++++ The records ++++

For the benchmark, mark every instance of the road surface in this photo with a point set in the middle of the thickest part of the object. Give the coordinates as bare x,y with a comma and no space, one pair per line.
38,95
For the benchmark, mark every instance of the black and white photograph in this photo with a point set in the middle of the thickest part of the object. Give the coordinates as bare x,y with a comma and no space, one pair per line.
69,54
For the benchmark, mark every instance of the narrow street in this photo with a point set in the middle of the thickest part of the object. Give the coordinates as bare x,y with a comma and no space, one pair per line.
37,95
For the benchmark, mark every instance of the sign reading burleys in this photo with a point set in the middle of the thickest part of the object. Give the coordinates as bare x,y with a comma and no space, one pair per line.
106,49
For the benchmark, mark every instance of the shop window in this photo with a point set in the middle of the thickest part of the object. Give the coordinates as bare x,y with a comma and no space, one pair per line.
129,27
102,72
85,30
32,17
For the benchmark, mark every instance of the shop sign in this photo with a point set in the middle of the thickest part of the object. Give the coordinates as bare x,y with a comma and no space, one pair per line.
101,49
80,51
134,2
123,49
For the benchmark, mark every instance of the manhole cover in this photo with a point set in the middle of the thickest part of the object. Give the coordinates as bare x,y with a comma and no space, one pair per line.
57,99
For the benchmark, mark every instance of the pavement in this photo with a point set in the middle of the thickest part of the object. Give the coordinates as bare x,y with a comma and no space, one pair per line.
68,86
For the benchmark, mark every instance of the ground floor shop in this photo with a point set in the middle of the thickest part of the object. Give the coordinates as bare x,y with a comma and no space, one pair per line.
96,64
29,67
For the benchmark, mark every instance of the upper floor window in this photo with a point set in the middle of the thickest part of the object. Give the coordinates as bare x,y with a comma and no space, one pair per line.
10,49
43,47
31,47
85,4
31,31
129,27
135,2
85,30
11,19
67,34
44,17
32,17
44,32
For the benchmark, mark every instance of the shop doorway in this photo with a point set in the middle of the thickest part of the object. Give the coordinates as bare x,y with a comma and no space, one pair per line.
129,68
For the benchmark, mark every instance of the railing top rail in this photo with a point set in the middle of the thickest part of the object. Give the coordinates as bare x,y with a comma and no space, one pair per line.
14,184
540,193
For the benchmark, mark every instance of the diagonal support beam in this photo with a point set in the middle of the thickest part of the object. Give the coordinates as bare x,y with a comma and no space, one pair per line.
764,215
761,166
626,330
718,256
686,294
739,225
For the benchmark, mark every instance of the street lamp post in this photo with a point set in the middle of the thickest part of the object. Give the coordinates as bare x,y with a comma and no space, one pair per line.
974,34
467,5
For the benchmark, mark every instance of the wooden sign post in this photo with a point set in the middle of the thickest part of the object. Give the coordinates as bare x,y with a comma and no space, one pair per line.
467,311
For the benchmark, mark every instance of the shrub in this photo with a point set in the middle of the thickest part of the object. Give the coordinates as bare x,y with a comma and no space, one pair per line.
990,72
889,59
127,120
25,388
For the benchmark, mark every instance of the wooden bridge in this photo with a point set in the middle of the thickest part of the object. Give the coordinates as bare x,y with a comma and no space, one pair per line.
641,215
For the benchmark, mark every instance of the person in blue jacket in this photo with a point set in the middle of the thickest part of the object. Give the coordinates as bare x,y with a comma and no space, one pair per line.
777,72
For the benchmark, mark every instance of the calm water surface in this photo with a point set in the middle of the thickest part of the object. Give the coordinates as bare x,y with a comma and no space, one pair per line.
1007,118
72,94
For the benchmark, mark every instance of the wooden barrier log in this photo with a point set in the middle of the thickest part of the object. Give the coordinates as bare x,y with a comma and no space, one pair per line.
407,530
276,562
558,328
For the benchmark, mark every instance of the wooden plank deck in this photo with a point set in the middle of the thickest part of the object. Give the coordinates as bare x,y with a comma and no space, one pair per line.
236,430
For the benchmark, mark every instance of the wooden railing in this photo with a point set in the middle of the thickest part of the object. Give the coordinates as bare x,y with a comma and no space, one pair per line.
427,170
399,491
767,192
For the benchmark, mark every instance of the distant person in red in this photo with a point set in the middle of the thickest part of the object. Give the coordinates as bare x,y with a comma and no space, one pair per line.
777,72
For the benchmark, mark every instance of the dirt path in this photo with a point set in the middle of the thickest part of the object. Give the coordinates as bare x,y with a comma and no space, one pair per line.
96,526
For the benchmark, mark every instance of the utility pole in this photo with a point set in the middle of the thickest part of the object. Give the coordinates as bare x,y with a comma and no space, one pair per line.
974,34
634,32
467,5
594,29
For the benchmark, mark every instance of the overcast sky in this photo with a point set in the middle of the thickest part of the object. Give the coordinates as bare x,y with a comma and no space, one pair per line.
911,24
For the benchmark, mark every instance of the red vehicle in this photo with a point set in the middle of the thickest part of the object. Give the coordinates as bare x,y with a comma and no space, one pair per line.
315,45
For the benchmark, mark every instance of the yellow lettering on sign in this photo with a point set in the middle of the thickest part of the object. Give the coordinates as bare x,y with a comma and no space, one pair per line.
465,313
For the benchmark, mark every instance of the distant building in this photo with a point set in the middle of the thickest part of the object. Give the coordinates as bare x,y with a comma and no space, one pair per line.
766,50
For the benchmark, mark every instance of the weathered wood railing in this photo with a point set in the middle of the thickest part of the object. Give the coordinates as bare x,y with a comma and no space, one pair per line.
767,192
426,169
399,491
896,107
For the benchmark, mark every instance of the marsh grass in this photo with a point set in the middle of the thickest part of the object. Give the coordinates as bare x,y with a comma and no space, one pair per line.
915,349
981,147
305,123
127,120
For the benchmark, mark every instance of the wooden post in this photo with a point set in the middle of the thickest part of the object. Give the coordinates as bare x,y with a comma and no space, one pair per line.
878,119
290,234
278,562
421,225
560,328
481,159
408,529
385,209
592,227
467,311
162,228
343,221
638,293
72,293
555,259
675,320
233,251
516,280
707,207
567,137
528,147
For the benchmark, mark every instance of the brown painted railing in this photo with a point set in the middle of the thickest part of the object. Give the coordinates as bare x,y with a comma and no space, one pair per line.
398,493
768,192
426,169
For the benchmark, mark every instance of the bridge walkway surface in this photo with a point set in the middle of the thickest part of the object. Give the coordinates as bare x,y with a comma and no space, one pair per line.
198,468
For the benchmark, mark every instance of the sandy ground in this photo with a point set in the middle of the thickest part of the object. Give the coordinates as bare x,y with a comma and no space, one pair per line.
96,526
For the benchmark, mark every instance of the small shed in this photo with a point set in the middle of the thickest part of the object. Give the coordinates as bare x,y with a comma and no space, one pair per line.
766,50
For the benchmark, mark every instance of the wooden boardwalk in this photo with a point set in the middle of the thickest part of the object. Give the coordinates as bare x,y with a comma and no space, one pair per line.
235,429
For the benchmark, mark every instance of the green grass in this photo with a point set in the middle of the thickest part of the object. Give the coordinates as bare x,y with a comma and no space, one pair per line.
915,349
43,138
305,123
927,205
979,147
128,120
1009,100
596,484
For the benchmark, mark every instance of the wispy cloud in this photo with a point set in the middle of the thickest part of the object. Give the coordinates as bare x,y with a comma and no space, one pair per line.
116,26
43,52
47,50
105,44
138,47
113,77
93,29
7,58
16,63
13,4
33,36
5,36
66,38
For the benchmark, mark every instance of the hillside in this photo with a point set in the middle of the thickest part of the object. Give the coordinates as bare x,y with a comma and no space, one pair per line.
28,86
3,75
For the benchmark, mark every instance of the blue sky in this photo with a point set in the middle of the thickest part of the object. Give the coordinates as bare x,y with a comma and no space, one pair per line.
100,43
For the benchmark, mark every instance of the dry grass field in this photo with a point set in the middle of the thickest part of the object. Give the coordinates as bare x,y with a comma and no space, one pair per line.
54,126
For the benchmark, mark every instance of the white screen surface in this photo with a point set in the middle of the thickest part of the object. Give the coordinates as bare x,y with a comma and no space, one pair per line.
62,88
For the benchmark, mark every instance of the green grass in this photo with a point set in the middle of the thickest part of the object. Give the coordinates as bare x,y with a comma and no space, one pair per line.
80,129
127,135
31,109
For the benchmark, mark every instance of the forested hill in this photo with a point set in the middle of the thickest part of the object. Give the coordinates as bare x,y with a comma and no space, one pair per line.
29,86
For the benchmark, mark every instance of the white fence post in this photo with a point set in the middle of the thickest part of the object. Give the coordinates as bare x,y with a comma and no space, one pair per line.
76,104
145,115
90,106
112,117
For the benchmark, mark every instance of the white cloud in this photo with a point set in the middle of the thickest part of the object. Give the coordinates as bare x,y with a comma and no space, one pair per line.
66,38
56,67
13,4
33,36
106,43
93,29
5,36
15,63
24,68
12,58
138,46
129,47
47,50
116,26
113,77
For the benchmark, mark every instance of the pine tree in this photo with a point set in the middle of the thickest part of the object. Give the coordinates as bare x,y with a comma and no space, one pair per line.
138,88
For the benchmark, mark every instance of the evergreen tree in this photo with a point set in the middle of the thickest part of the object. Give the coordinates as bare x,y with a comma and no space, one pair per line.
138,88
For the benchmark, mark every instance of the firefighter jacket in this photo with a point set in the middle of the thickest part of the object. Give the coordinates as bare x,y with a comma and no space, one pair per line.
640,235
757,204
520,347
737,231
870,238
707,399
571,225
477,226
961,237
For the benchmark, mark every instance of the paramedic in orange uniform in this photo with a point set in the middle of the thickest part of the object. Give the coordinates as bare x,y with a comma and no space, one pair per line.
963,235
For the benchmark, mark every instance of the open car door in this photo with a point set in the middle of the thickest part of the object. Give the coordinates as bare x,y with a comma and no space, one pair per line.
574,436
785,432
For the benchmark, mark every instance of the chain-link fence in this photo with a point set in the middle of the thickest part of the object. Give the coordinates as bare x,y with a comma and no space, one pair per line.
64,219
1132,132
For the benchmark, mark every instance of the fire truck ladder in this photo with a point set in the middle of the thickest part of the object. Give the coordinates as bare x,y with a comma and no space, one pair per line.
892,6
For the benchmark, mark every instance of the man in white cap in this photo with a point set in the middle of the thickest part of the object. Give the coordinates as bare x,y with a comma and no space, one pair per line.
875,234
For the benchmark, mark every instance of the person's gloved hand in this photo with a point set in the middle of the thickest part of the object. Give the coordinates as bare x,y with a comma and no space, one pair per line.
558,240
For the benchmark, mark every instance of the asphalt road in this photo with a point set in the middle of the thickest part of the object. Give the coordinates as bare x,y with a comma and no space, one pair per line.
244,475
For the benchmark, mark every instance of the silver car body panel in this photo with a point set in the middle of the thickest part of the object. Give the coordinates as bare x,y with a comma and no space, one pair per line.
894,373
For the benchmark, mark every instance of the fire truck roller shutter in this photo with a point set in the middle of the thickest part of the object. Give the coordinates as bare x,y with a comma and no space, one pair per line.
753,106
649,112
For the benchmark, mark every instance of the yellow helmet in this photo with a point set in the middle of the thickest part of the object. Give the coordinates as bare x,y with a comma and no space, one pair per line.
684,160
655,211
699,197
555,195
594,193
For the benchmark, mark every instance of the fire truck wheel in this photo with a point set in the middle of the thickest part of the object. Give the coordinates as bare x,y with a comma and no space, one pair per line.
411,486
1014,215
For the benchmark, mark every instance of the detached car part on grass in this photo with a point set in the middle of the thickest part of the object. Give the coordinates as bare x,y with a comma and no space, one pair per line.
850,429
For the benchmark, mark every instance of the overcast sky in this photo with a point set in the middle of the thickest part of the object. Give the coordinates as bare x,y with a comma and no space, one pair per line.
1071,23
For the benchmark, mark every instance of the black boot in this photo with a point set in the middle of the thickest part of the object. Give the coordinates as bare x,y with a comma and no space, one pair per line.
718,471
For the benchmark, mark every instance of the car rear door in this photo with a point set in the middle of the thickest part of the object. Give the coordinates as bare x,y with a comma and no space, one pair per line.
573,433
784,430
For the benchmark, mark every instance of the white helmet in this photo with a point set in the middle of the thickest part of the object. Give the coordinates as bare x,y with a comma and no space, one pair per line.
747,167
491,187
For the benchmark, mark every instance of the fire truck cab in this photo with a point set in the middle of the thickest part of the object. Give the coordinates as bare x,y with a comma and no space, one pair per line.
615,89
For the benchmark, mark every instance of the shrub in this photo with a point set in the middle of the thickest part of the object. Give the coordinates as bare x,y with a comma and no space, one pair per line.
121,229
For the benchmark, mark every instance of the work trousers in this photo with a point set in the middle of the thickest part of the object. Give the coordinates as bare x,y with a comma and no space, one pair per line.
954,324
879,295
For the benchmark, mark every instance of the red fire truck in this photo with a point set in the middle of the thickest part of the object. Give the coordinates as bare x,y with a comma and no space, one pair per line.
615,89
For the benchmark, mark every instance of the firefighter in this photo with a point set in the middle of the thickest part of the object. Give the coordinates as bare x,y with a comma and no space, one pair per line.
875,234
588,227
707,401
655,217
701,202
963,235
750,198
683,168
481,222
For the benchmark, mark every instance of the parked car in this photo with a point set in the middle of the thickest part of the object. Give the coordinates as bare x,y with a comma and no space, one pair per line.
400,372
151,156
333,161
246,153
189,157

++++

Express everything from the line containing "For the benchmark, mark every instance of the parked" down to the end of the records as a JSON list of strings, one string per line, with blank lines omitted. Include only those lines.

*The response:*
[
  "For the benchmark, mark every instance of the parked car in this photo with a point set in the middle of the thickest part of the object. Give the coordinates as bare x,y with a comma and no space, one pair per line.",
  "400,372",
  "151,156",
  "333,161",
  "246,153",
  "189,157"
]